[Begin MATERIAL PROVIDED]

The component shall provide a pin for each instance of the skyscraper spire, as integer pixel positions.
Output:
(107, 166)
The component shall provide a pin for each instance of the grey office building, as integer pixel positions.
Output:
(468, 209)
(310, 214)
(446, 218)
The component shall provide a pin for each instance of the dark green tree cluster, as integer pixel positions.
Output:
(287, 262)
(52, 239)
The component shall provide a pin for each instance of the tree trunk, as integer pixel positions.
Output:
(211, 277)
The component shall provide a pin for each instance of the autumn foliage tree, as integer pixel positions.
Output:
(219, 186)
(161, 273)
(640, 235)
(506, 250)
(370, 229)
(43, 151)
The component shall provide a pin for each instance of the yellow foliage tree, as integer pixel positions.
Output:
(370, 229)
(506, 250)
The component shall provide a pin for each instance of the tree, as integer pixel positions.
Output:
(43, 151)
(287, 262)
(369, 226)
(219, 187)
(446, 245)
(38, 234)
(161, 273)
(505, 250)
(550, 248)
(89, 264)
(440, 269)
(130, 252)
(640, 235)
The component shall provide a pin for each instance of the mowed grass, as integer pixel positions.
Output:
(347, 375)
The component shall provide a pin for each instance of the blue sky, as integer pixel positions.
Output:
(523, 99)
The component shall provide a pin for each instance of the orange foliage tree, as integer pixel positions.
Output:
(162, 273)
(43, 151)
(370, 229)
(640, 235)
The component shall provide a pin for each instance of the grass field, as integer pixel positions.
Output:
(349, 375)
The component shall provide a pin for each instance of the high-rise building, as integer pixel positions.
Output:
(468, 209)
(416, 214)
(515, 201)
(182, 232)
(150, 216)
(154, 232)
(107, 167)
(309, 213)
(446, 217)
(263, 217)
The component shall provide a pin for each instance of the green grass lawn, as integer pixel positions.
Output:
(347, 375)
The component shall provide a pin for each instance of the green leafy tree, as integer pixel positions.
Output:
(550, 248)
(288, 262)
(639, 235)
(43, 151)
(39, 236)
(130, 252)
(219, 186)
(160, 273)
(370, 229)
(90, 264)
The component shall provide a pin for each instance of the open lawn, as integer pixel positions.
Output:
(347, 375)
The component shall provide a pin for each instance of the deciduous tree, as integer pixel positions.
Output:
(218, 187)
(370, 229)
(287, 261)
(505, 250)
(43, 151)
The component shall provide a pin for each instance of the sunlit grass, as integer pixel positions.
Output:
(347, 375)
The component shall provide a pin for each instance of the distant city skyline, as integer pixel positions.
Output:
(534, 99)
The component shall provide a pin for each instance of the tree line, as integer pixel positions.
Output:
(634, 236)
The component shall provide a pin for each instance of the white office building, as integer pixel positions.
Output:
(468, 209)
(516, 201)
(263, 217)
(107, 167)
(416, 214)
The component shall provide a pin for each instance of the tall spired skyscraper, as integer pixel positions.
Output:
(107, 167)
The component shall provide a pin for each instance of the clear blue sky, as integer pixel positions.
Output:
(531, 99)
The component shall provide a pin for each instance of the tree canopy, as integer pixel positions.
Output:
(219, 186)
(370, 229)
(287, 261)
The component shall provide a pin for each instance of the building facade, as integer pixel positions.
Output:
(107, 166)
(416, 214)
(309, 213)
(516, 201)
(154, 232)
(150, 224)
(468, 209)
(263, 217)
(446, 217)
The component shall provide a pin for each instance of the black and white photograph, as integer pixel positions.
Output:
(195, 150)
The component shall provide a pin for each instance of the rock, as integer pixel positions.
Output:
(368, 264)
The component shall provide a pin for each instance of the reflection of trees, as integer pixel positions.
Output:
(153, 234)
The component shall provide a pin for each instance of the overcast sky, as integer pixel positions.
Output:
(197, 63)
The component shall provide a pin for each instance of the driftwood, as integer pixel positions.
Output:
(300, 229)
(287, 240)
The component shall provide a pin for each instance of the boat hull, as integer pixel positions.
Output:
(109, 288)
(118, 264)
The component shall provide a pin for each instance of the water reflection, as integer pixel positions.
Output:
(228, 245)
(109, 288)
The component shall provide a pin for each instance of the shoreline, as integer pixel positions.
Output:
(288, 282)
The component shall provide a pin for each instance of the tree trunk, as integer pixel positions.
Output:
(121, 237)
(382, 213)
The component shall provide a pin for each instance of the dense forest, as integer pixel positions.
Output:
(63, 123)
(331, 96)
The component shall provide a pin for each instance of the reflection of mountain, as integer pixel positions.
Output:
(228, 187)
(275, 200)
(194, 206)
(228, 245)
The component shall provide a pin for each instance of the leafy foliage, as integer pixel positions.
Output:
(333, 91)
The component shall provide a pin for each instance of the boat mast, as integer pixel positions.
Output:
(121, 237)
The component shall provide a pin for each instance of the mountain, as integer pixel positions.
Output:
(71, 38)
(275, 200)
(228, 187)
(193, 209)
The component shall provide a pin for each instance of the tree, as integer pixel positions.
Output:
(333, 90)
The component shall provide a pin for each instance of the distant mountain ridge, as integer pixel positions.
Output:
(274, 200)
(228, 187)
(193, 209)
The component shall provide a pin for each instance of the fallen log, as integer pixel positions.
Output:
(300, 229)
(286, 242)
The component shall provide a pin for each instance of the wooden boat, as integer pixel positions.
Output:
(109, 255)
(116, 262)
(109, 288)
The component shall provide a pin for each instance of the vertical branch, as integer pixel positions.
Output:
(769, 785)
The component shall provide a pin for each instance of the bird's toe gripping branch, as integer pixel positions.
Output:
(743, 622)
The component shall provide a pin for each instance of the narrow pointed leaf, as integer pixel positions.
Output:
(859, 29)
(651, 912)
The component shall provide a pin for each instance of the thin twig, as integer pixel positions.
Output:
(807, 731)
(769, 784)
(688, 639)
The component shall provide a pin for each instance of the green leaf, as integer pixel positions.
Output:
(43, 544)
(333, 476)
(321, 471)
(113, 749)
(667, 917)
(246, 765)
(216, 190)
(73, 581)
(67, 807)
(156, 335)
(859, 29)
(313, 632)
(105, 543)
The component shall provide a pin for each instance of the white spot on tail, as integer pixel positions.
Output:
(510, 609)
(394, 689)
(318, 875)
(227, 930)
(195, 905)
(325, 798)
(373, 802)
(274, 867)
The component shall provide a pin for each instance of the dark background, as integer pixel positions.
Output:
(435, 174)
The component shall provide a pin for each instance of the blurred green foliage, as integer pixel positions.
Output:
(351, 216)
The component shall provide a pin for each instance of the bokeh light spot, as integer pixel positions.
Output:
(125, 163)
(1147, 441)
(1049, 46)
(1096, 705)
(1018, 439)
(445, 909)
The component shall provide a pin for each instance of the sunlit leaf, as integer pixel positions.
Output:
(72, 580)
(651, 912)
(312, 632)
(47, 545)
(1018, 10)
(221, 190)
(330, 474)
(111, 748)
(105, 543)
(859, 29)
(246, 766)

[End MATERIAL PROVIDED]

Repeat the data in its entirety, character for character.

| EXERCISE SOLUTION |
The component shall provide a pin for each instance of the skyscraper spire, as integer pixel positions.
Output:
(107, 166)
The component shall provide a pin for each instance of the grey office building, as integer pixel positions.
Output:
(468, 209)
(310, 214)
(446, 218)
The component shall provide a pin for each instance of the dark green tree cluster, as integer pixel positions.
Output:
(287, 262)
(52, 239)
The component shall provide a pin for each instance of the tree trunk, as integer pixel positions.
Output:
(211, 277)
The component shall provide a pin for each instance of the autumn foliage tree, as integer pixel positions.
Output:
(219, 186)
(161, 273)
(640, 235)
(506, 250)
(370, 229)
(43, 151)
The component shall provide a pin for each instance of the yellow foliage tree, as integer pixel positions.
Output:
(370, 229)
(506, 250)
The component shall provide a pin for each instance of the tree, as integer pixel positions.
Output:
(43, 151)
(287, 262)
(369, 226)
(219, 187)
(446, 245)
(38, 234)
(161, 273)
(505, 250)
(550, 248)
(89, 264)
(440, 269)
(130, 252)
(640, 235)
The component shall provide a pin for each instance of the mowed grass, as integer pixel positions.
Output:
(347, 375)
The component shall provide a pin for each instance of the blue sky, as integer pixel positions.
Output:
(523, 99)
The component shall provide a pin for each instance of the orange foliage tree, as integer pixel positions.
Output:
(162, 273)
(43, 151)
(370, 229)
(640, 235)
The component shall provide a pin for each instance of the grass field, as integer pixel positions.
Output:
(349, 375)
The component shall provide a pin for each instance of the high-rise building, as integer pixel positions.
Output:
(468, 209)
(416, 214)
(515, 201)
(182, 232)
(150, 216)
(154, 232)
(107, 167)
(309, 213)
(446, 217)
(263, 217)
The component shall provide a pin for each instance of the green grass lawn, as integer pixel positions.
Output:
(347, 375)
The component shall provide a pin for each instance of the green leafy tree, as integer pixel positions.
Output:
(550, 248)
(288, 262)
(639, 235)
(43, 151)
(39, 236)
(130, 252)
(219, 186)
(160, 273)
(370, 229)
(90, 264)
The component shall provide a pin for each instance of the open lawn, as integer pixel positions.
Output:
(347, 375)
The component shall provide a pin for each instance of the deciduous tree, as integer pixel positions.
Output:
(218, 187)
(370, 229)
(287, 261)
(505, 250)
(43, 151)
The component shall provide a pin for each instance of the sunlit grass, as integer pixel positions.
Output:
(347, 375)
The component shall provide a pin for each instance of the distant city skyline, as integer pixel positions.
Output:
(534, 99)
The component shall provide a pin for each instance of the tree line, as integer pixel positions.
Output:
(634, 236)
The component shall provide a pin for each instance of the white office building, as integer pixel positions.
Output:
(468, 209)
(516, 201)
(263, 217)
(107, 167)
(416, 214)
The component shall provide a pin for each instance of the tall spired skyscraper, as integer pixel positions.
Output:
(107, 167)
The component shall provide a pin for each instance of the clear blue sky, as integer pixel positions.
Output:
(531, 99)
The component shall provide a pin for each instance of the tree canopy, as integer pixel positions.
Output:
(219, 186)
(370, 229)
(287, 261)
The component shall provide a pin for each instance of the building facade, as integer pixel positions.
Output:
(107, 166)
(416, 214)
(309, 213)
(516, 201)
(154, 232)
(150, 224)
(468, 209)
(263, 217)
(446, 217)
The component shall provide a pin for each instance of the black and white photograph, as integer pixel positions.
Output:
(195, 150)
The component shall provide a pin for each instance of the rock, as integer pixel positions.
Output:
(368, 264)
The component shall provide a pin for each instance of the reflection of trees, as integer pixel positions.
Output:
(153, 234)
The component shall provide a pin for each instance of the overcast sky, as integer pixel positions.
Output:
(197, 63)
The component shall provide a pin for each instance of the driftwood, as integer pixel positions.
Output:
(300, 229)
(287, 240)
The component shall provide a pin for each instance of the boat hull, as integer pixel positions.
Output:
(109, 288)
(118, 264)
The component shall provide a pin for each instance of the water reflection, as integer pixel positions.
Output:
(228, 245)
(109, 288)
The component shall provide a pin for each instance of the shoreline, as integer pixel positions.
Output:
(288, 282)
The component shall provide a pin for each instance of the tree trunk, as integer pixel positions.
Output:
(121, 237)
(382, 213)
The component shall provide a pin for each instance of the dense forest, as integer pixel positions.
Output:
(63, 123)
(331, 96)
The component shall provide a pin for each instance of the reflection of mountain, as integer pixel positions.
Output:
(228, 187)
(275, 200)
(194, 206)
(228, 245)
The component shall provide a pin for each instance of the leafy foliage, as integer pixel positions.
Output:
(333, 91)
The component shall provide a pin for each instance of the boat mast, as integer pixel positions.
Output:
(121, 237)
The component shall provide a pin for each instance of the mountain, as integer pixel positions.
Output:
(71, 38)
(275, 200)
(228, 187)
(193, 209)
The component shall provide a pin for each instance of the tree, as integer pixel positions.
Output:
(333, 90)
The component shall provide a pin for each instance of the distant mountain ridge, as integer pixel positions.
Output:
(274, 200)
(228, 187)
(193, 209)
The component shall provide a pin for each instance of the fallen log, as integer pixel positions.
Output:
(300, 229)
(286, 242)
The component shall provide a pin for each instance of the wooden boat, as integer pixel positions.
Output:
(109, 255)
(116, 262)
(109, 288)
The component shall provide a pin for each instance of the vertical branch, as integer pixel positions.
Output:
(769, 785)
The component shall provide a pin for each instance of the bird's toe gripping branch, as integer pixel positions.
Output:
(743, 622)
The component shall provide a pin for each instance of the narrow pointed leaf, as integer pixel positions.
Output:
(859, 29)
(651, 912)
The component shall provide a pin for each instance of the thin twig, as integer pixel positions.
Output:
(807, 731)
(769, 784)
(688, 639)
The component shall provide a pin for each instance of the green leaf, as integer pixel positions.
Output:
(43, 544)
(333, 476)
(321, 471)
(113, 749)
(667, 917)
(246, 765)
(216, 190)
(73, 581)
(67, 807)
(156, 335)
(859, 29)
(313, 632)
(105, 543)
The component shall provide a pin for each instance of the white spot on tail, as integer pixel positions.
Output:
(510, 609)
(394, 689)
(318, 875)
(227, 930)
(195, 905)
(325, 798)
(373, 802)
(274, 867)
The component shall provide a pin for each instance of the dark background, as integer pixel positions.
Output:
(435, 174)
The component shall provide a pin for each instance of the blurred green foliage, as integer pixel positions.
Output:
(351, 216)
The component shall provide a pin for each instance of the bokeh light spot, as integer pixel positions.
Output:
(125, 163)
(1147, 441)
(1049, 46)
(1096, 705)
(1018, 439)
(445, 909)
The component shall provide a pin for each instance of the sunlit leaf, as integer pixel positions.
Output:
(72, 580)
(651, 912)
(312, 632)
(47, 545)
(1018, 10)
(221, 190)
(330, 474)
(111, 748)
(105, 543)
(859, 29)
(246, 766)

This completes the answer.